### Labeled area outline records
◇ ◇ ◇

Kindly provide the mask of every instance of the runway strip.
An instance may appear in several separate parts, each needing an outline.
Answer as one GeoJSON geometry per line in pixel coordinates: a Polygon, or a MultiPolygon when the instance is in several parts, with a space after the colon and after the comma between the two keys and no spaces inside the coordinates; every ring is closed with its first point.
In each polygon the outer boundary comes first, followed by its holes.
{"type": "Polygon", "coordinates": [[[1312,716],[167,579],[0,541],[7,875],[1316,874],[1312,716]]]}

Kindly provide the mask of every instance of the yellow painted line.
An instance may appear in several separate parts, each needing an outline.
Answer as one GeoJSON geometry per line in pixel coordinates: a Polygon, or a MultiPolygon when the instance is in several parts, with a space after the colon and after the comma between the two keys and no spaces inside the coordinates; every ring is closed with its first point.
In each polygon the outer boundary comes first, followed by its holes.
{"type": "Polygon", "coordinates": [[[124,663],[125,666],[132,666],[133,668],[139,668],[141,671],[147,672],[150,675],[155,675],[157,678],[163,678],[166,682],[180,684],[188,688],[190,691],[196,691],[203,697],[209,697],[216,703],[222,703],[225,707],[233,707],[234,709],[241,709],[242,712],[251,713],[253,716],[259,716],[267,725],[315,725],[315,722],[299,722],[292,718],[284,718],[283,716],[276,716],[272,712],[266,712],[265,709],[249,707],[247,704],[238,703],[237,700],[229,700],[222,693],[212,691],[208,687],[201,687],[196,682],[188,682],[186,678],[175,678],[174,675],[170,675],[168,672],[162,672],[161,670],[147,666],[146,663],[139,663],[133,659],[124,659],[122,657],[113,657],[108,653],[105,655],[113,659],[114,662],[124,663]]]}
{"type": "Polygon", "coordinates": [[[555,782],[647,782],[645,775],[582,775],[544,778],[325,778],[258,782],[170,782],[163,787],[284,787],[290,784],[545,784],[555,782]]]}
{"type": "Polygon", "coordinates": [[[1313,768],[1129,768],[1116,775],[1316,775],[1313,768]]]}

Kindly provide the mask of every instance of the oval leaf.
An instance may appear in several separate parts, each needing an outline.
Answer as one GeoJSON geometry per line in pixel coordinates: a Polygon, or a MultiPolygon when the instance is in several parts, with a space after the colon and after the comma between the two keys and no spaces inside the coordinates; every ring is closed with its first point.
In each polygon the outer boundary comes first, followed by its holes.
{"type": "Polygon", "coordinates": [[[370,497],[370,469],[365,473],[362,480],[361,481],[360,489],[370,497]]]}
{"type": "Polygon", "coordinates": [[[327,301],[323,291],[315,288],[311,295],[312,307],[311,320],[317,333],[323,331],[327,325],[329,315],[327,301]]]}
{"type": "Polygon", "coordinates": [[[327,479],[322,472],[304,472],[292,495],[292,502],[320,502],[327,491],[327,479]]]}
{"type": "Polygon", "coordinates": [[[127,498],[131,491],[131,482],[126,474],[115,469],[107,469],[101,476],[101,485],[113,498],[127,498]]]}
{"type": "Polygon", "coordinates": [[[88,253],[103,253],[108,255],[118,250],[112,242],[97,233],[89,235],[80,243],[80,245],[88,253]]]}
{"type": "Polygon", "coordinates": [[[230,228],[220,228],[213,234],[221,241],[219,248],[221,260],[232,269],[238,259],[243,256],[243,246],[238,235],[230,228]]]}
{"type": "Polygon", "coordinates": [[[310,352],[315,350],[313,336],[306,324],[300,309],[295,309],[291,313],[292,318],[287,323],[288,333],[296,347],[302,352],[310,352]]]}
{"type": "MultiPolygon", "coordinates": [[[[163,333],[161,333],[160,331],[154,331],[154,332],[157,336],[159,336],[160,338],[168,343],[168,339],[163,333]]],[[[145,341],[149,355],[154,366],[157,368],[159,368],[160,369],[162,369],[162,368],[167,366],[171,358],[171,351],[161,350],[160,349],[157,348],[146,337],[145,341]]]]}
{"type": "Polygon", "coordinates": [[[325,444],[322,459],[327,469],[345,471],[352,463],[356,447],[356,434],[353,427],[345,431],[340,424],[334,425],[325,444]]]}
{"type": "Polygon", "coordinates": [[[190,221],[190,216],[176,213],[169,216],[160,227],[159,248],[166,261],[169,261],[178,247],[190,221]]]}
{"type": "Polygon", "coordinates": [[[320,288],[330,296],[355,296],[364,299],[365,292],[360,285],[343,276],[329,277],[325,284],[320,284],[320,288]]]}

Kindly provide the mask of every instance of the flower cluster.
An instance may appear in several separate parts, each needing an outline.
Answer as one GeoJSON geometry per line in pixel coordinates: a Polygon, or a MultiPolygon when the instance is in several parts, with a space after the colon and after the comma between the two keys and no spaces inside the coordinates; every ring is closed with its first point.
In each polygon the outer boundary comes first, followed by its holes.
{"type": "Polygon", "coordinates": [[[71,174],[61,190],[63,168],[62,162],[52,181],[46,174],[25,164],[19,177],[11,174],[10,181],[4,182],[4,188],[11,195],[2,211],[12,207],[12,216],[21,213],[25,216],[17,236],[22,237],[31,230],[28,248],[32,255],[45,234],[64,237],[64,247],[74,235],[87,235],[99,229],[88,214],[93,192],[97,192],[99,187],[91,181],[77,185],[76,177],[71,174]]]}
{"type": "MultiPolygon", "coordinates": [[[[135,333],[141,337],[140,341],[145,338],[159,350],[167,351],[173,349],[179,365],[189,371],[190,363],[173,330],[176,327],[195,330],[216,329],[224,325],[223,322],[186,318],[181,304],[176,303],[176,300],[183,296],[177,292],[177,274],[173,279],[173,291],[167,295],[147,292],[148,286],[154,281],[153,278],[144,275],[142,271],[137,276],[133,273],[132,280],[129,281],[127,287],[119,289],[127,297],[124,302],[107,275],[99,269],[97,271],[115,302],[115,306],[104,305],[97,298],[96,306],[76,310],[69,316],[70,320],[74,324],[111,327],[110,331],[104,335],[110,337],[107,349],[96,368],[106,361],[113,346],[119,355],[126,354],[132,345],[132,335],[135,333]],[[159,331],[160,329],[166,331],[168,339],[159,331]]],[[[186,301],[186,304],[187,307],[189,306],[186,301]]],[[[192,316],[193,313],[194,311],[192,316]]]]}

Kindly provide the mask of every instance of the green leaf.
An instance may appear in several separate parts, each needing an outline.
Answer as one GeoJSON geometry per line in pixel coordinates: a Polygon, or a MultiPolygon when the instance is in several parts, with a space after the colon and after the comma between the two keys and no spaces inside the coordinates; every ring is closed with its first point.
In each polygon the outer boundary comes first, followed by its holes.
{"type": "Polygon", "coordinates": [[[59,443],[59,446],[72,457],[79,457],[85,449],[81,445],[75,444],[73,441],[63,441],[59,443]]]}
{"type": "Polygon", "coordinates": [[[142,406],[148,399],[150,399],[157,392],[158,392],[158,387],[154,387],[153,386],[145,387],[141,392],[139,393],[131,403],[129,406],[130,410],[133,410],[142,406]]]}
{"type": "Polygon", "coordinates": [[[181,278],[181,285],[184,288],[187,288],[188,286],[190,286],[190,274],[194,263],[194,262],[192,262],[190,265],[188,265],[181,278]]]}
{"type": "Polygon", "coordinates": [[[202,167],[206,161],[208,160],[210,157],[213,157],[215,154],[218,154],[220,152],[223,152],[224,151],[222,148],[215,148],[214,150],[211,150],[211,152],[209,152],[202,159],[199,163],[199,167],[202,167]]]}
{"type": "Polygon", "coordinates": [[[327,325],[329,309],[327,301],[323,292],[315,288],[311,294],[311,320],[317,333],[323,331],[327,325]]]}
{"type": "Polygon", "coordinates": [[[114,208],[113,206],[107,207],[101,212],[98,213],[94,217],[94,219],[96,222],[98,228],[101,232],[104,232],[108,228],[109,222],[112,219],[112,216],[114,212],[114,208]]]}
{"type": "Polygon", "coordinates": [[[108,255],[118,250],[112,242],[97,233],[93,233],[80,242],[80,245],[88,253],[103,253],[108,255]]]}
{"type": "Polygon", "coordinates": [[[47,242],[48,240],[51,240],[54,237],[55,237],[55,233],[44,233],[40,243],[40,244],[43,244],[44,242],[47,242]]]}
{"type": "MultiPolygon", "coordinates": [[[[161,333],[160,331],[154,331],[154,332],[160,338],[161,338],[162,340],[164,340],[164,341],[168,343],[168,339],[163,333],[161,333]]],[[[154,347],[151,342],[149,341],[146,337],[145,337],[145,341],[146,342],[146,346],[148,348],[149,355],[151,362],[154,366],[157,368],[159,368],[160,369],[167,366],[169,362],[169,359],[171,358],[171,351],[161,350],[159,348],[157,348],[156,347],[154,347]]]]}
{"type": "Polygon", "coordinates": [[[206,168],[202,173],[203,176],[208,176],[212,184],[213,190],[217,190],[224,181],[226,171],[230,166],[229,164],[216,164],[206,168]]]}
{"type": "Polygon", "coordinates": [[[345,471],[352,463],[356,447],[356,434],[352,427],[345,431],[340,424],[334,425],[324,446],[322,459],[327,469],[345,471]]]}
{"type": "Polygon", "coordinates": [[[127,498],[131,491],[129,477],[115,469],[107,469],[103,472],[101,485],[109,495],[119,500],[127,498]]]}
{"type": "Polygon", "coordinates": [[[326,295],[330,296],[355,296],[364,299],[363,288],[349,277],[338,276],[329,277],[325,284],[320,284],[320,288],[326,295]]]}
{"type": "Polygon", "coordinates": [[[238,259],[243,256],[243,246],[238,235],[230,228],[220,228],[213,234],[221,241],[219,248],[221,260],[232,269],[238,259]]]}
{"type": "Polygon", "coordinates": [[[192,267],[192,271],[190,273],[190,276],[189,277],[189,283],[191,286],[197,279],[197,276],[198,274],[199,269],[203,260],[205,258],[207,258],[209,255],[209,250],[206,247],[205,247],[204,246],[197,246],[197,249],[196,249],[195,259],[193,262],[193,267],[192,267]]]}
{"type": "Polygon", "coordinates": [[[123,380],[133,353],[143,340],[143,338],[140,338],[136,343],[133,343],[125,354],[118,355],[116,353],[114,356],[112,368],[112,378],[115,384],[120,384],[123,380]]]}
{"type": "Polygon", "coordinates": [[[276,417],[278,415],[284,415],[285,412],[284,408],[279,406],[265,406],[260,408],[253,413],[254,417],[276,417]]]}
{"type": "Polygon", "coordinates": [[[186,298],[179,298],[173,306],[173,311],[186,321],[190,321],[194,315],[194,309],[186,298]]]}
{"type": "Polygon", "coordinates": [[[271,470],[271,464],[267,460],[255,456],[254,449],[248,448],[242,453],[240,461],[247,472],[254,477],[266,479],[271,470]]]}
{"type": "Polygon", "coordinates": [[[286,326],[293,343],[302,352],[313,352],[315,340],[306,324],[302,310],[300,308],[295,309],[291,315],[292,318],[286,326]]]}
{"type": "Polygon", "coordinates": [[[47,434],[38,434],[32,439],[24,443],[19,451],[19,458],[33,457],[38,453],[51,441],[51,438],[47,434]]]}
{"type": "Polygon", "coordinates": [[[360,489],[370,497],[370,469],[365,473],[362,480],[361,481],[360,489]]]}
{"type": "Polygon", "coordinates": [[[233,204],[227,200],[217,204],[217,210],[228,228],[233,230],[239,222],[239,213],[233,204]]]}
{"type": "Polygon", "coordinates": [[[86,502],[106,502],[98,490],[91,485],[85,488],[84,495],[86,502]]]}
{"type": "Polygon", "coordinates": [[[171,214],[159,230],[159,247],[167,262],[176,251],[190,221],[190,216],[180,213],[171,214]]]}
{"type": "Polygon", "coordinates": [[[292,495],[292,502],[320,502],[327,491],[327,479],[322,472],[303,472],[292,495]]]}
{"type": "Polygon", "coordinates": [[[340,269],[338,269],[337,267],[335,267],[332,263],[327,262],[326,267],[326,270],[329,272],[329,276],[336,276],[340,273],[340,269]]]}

◇ ◇ ◇

### WRITTEN EXERCISE
Filter the records above, keeping every line that contains the word "mask" and copying each of those lines unchanged.

### THE REPLY
Kindly provide the mask of every instance of the runway strip.
Kindly provide the mask of every instance of the yellow painted line.
Kindly provide the mask of every instance of the oval leaf.
Kindly provide the mask of every instance of the flower cluster.
Kindly provide the mask of every instance of the green leaf.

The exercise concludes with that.